* GOAL: Reproduce the following rows verbatim, omitting the pictures from your answer.

— begin —

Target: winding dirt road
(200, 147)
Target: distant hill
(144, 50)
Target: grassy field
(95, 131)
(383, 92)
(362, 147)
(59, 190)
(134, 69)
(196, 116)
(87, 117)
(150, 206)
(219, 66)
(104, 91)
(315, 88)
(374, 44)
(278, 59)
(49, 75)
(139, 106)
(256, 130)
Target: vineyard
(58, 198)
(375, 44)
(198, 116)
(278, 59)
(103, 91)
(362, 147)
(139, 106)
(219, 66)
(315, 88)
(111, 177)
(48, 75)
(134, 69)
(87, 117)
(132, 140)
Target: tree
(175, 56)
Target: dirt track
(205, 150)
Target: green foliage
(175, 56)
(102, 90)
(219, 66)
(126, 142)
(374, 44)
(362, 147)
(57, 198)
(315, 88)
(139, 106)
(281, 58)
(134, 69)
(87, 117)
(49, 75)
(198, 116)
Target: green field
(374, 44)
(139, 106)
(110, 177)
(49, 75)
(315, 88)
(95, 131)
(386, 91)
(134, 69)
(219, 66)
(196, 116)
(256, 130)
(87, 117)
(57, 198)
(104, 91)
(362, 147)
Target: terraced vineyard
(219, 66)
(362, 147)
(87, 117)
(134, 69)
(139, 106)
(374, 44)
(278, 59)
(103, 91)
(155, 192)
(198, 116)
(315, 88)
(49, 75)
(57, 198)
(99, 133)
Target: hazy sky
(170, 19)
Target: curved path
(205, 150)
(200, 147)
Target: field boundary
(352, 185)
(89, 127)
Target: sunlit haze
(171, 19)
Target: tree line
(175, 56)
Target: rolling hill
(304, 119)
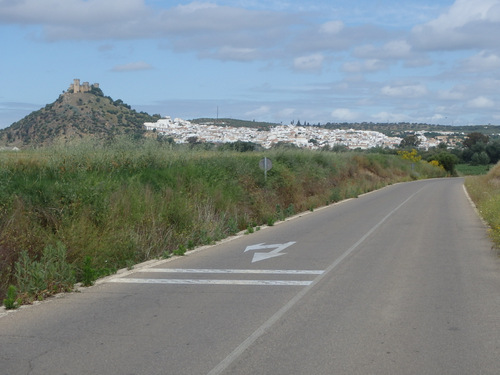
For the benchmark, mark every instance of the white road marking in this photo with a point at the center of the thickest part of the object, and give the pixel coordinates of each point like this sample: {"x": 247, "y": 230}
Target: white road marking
{"x": 238, "y": 351}
{"x": 233, "y": 271}
{"x": 210, "y": 282}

— end —

* COMPLETE RESPONSE:
Target: winding dirt road
(200, 147)
Target: distant hill
(144, 50)
Target: grassy field
(95, 131)
(383, 92)
(362, 147)
(59, 190)
(134, 69)
(196, 116)
(87, 117)
(150, 206)
(219, 66)
(104, 91)
(315, 88)
(374, 44)
(278, 59)
(49, 75)
(139, 106)
(256, 130)
Target: vineyard
(58, 198)
(375, 44)
(198, 116)
(278, 59)
(103, 91)
(362, 147)
(139, 106)
(219, 66)
(315, 88)
(111, 177)
(48, 75)
(134, 69)
(87, 117)
(132, 140)
Target: tree
(175, 56)
Target: dirt track
(205, 150)
Target: green foliage
(175, 56)
(102, 90)
(219, 66)
(126, 142)
(374, 44)
(362, 147)
(57, 198)
(315, 88)
(139, 106)
(281, 58)
(134, 69)
(87, 117)
(49, 75)
(198, 116)
Target: green field
(374, 44)
(139, 106)
(110, 177)
(49, 75)
(315, 88)
(95, 131)
(386, 91)
(134, 69)
(219, 66)
(196, 116)
(256, 130)
(87, 117)
(57, 198)
(104, 91)
(362, 147)
Target: terraced vineyard
(219, 66)
(362, 147)
(87, 117)
(134, 69)
(139, 106)
(374, 44)
(278, 59)
(103, 91)
(155, 192)
(198, 116)
(315, 88)
(49, 75)
(57, 198)
(99, 133)
Target: hazy sky
(170, 19)
Target: curved path
(205, 150)
(200, 147)
Target: field boundary
(352, 185)
(89, 127)
Target: sunlit haze
(171, 19)
Target: tree line
(175, 56)
Target: rolling hill
(304, 119)
For the benchmark, mark every instance of the white road marking in this photo with a point at the center of the thickest part of the object, and give the pixel coordinates of each point like this sample: {"x": 247, "y": 230}
Target: white road marking
{"x": 238, "y": 351}
{"x": 233, "y": 271}
{"x": 210, "y": 282}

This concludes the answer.